*Stated goal:* Output the material word for word. Leave each picture out.

[Rows from a dataset]
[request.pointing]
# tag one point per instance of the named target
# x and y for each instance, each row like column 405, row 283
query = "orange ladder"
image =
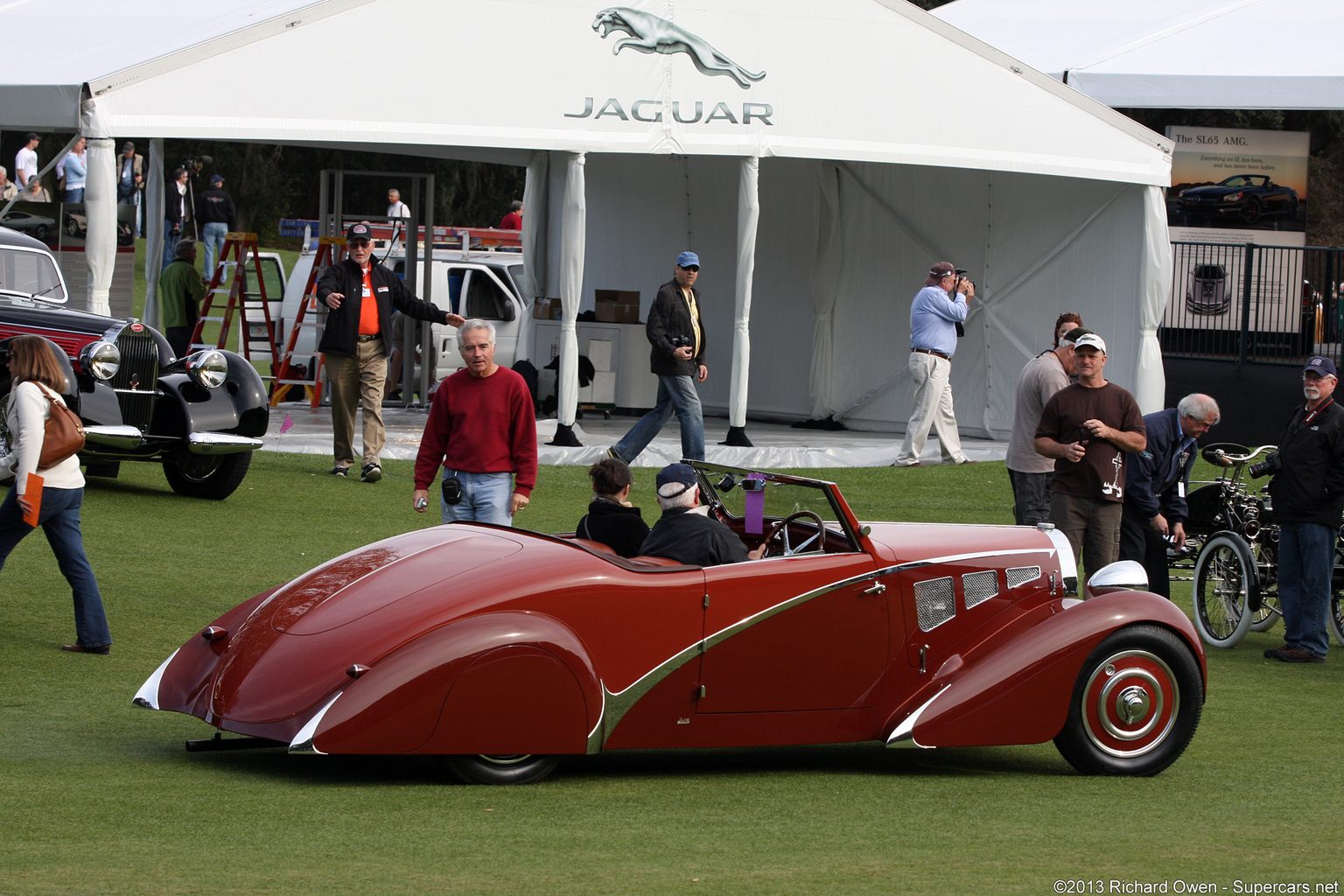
column 235, row 245
column 330, row 250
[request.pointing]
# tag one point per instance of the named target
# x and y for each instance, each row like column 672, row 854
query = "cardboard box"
column 616, row 305
column 599, row 352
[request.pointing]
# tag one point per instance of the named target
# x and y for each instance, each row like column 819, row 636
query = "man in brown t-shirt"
column 1088, row 429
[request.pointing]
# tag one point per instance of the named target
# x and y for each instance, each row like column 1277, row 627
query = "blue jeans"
column 60, row 520
column 1306, row 564
column 170, row 242
column 676, row 394
column 486, row 499
column 213, row 235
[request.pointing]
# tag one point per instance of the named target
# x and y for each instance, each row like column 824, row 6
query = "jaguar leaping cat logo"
column 654, row 34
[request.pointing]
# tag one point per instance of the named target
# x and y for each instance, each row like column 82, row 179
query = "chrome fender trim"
column 148, row 695
column 115, row 437
column 303, row 742
column 220, row 444
column 905, row 732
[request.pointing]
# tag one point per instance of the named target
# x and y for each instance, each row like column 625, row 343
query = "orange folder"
column 32, row 494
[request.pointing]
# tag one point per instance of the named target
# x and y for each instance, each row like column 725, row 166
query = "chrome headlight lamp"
column 101, row 359
column 208, row 368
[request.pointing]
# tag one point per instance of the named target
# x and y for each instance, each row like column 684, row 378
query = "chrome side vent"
column 977, row 587
column 137, row 379
column 934, row 602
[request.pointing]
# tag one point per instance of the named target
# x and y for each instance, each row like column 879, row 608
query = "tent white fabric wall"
column 1172, row 54
column 900, row 100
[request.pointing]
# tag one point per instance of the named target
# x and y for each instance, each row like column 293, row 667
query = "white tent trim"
column 983, row 160
column 1172, row 54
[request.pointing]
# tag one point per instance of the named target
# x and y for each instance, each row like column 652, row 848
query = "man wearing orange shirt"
column 361, row 294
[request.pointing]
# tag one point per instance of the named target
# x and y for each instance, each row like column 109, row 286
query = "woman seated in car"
column 611, row 519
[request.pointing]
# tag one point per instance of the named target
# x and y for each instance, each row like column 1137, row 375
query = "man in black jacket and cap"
column 1308, row 491
column 361, row 294
column 676, row 335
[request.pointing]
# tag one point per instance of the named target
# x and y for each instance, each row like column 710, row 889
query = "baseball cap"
column 1321, row 366
column 676, row 477
column 1074, row 335
column 1088, row 340
column 938, row 271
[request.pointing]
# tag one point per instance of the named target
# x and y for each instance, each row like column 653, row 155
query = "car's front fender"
column 1019, row 692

*Response to the task:*
[request.pointing]
# tag one point per instance of the named target
# x and y for each instance, each row like column 405, row 283
query = "orange ladder"
image =
column 235, row 245
column 330, row 250
[request.pointing]
# tag one point per instance of the named target
# x and y for each instance, each row like column 672, row 854
query = "cardboard box"
column 616, row 305
column 599, row 352
[request.pointing]
# tag one point per instance of the named target
# x and y for each instance, each row like column 819, row 636
query = "man in brown t-shirt"
column 1088, row 429
[request.pointing]
# tag one point per instance of the named target
# x and y for each instance, each row like column 1277, row 627
query = "blue jeans"
column 60, row 520
column 1306, row 564
column 170, row 242
column 676, row 394
column 486, row 499
column 213, row 235
[request.pointing]
# tag one point per instance of the named target
# x and y for each instance, each row like column 824, row 6
query = "jaguar leaping cat logo"
column 654, row 34
[request.pointing]
# tag one point per instance of the named target
# x and y for each instance, each row like column 82, row 179
query = "chrome fender trim"
column 148, row 695
column 115, row 437
column 303, row 742
column 220, row 444
column 905, row 732
[request.pointing]
# tag one point per instance of the named target
# x and y for each instance, each row like column 625, row 343
query = "orange folder"
column 32, row 494
[request.pointing]
# tag one point per instance of the named target
# x and y for each instance, each row like column 725, row 166
query = "chrome headlight lamp"
column 101, row 359
column 208, row 368
[request.pointing]
# tag one point per instance of the named target
# x and y for each instance, each row like column 684, row 378
query = "chrome side vent"
column 977, row 587
column 137, row 379
column 934, row 602
[request.pointing]
# tag one point per instance of the named target
# x and y for each instance, each row like column 879, row 608
query = "tent white fabric wall"
column 1172, row 54
column 900, row 100
[request.pointing]
# tag one point per instance of the named target
# x and y for each instance, each row like column 293, row 667
query = "white tent trim"
column 983, row 160
column 1172, row 54
[request.pointing]
# tag one point per instance of the named target
# x and y for each instance, each row like column 652, row 848
query = "man wearing orange shirt"
column 361, row 294
[request.pointing]
# tag one point per instance of the named target
# x and y for each instance, each row like column 109, row 286
query = "woman seated in car"
column 611, row 519
[request.pointing]
# tag one point per instance of the named target
# x and y for each instance, each row like column 1137, row 375
query = "man in black jacket and cap"
column 1308, row 491
column 361, row 294
column 676, row 335
[request.pointing]
# tag one point per instance of the named target
# x and y for each instance, each row like column 710, row 889
query = "baseball cap"
column 1321, row 366
column 676, row 477
column 1074, row 335
column 1088, row 340
column 938, row 271
[request.pointing]
# tag one point per instance of the named target
# x and y for each instance, each row like column 653, row 155
query = "car's front fender"
column 1019, row 692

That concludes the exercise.